Exercise directions: Write out exactly the lines from the one containing "Practice step: label each instance of the white tablecloth" through the last line of the records below, both included, and leave out any pictures.

Entries from a point annotation set:
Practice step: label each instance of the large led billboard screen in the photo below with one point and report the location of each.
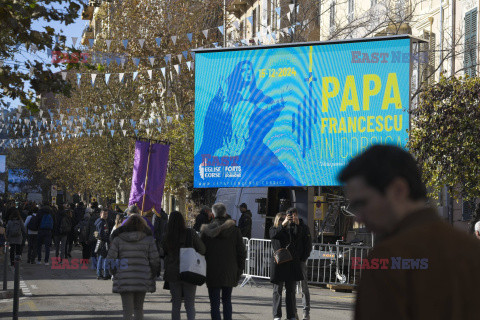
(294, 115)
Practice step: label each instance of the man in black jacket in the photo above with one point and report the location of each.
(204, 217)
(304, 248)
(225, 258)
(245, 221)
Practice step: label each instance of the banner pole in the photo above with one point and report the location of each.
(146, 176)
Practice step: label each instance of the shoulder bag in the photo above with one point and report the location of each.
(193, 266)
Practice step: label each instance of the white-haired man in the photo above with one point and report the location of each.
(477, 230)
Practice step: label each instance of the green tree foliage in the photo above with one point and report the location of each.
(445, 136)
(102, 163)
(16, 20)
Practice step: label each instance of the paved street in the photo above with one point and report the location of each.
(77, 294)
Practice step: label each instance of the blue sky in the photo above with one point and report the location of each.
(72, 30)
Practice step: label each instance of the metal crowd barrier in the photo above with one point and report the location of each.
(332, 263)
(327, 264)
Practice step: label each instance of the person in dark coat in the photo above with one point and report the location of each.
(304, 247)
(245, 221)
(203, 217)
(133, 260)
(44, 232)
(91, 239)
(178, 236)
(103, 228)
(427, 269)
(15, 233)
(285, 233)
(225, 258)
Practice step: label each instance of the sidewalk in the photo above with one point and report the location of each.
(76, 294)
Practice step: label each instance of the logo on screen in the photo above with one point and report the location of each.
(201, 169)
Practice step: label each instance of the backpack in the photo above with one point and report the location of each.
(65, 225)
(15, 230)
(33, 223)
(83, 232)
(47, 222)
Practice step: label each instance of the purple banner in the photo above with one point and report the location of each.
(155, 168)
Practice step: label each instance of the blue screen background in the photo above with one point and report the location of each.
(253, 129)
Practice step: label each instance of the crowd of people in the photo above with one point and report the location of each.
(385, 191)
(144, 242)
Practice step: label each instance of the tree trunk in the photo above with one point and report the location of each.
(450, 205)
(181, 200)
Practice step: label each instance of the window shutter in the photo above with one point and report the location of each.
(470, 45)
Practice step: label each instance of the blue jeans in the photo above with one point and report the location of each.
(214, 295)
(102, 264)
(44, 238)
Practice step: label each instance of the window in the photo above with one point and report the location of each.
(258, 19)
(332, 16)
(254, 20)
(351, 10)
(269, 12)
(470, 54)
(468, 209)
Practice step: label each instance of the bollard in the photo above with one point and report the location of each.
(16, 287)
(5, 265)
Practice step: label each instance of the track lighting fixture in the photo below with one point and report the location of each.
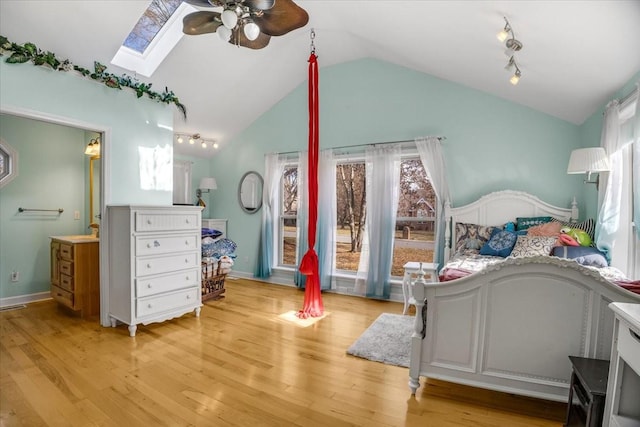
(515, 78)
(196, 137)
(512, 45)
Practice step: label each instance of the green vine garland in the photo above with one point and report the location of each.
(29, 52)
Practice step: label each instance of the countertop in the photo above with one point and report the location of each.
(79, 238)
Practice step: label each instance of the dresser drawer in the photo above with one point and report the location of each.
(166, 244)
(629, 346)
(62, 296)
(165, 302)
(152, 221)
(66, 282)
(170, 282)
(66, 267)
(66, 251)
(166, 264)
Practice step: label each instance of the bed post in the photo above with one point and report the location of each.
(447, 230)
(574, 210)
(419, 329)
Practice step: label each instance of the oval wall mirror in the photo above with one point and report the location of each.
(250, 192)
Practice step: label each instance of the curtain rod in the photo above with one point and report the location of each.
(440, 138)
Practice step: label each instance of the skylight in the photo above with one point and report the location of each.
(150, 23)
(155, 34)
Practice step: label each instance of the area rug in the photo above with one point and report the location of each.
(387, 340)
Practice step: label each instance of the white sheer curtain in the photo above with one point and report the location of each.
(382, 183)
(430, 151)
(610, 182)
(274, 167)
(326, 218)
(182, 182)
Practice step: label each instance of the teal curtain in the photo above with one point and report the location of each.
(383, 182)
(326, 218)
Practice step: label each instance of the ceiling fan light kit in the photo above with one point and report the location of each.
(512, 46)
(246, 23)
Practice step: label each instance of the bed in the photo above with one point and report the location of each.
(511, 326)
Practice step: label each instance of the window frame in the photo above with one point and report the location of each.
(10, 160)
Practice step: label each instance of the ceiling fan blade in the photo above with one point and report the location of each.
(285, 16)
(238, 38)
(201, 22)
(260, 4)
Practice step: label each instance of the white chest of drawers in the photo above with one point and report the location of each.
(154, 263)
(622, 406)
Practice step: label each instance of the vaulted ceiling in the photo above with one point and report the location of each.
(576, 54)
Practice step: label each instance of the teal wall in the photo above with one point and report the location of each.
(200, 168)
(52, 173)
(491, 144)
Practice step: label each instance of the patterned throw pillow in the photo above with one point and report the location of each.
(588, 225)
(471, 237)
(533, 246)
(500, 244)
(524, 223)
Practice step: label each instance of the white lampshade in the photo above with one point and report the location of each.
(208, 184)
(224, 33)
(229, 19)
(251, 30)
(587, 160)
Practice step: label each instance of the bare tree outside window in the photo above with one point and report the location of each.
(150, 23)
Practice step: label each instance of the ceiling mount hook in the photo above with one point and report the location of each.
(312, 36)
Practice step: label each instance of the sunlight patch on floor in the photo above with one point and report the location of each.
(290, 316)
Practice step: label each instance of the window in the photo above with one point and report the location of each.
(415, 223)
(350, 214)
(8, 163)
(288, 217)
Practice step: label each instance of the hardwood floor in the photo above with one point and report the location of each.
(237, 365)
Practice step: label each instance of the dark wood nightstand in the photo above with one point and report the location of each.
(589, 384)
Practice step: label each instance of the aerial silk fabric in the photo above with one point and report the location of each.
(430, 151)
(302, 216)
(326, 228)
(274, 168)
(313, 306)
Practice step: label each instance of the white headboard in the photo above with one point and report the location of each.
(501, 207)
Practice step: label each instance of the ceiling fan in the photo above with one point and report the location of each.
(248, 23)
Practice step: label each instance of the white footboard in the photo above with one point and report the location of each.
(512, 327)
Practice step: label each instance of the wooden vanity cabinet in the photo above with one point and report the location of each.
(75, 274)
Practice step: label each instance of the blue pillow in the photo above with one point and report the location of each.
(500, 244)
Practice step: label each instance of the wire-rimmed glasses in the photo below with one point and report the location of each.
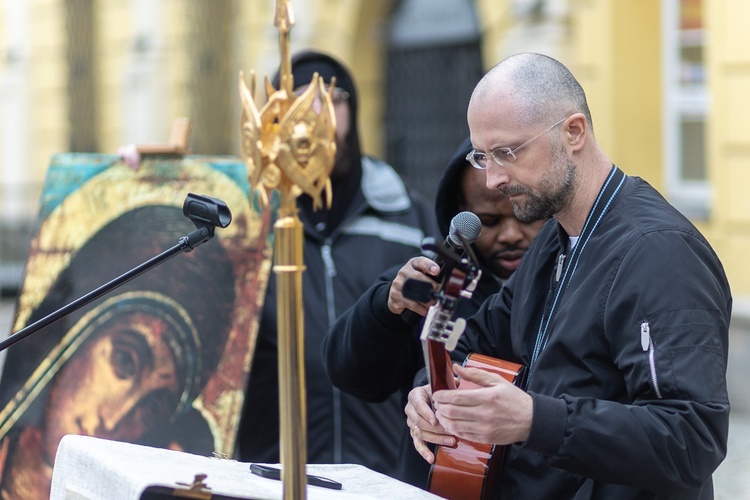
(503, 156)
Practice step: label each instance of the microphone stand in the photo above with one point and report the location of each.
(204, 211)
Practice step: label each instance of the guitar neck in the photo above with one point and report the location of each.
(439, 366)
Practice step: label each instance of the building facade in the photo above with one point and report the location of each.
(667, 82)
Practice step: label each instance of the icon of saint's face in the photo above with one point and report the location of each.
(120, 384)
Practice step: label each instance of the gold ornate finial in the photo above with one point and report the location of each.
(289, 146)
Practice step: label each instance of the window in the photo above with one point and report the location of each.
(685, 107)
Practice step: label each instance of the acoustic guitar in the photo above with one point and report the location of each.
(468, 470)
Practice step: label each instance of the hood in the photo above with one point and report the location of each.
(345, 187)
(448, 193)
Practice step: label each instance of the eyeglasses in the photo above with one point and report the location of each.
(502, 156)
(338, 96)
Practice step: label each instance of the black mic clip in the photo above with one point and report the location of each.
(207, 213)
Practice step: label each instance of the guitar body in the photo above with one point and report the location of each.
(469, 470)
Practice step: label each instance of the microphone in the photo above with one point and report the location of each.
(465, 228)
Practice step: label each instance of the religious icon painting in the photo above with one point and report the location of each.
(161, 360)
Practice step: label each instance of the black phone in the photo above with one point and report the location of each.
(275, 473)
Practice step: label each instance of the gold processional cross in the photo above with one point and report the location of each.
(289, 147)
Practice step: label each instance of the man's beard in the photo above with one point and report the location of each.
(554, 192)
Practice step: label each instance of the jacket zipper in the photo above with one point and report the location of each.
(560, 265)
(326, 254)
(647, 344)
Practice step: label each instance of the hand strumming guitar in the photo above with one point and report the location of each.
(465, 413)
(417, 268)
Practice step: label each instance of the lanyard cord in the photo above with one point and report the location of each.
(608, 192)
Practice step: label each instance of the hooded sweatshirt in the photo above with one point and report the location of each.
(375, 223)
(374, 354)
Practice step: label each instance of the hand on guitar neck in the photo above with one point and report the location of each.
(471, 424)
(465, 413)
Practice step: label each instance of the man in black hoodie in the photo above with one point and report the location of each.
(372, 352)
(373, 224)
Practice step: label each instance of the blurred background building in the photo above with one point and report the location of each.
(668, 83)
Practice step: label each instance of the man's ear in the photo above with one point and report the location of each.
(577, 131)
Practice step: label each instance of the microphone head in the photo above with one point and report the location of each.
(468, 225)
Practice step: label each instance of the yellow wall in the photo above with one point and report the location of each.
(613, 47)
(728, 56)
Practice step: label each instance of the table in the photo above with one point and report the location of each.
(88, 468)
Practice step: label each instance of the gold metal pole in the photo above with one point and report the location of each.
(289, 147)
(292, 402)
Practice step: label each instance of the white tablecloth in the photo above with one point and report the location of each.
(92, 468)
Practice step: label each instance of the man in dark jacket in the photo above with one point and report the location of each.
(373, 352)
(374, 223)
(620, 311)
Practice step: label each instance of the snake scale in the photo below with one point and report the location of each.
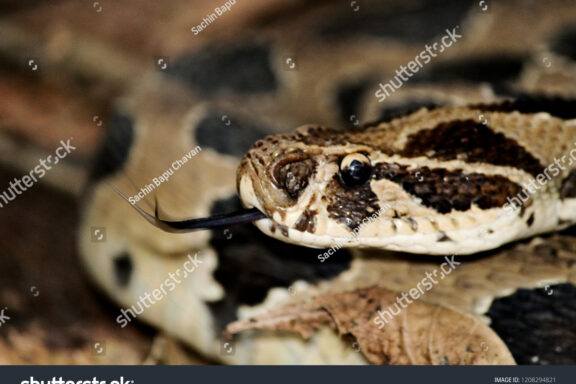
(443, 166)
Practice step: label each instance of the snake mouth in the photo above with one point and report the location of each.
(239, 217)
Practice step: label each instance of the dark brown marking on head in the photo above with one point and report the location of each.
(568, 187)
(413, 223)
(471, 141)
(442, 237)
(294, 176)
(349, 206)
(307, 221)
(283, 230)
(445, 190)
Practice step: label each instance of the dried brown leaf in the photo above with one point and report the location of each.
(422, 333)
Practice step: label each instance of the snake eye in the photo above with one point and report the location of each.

Reply to the exercise:
Practice step: label each instance of the white tablecloth in the photo above with one point and report the location of each.
(92, 468)
Practice step: label each instance of the man in dark jacket in the photo above with one point and report the location of each.
(373, 352)
(374, 223)
(620, 311)
Practice step: label each instance of the snake scale in the photo below with one point and report the location of each.
(443, 166)
Practice step: label each instance of the snake mouth in the photo above with one point and report the location of each.
(239, 217)
Practice step: label each instance of the dark brown marking on head in the photo above with one point and report the location of each.
(568, 187)
(413, 223)
(471, 141)
(442, 237)
(294, 176)
(349, 206)
(307, 221)
(283, 230)
(445, 190)
Practice step: label each instance of the dried brown leaf in the photo above with one point and report the location of each.
(422, 333)
Practice step: label each instance of the snake eye in the photo above with one point and report the location of each.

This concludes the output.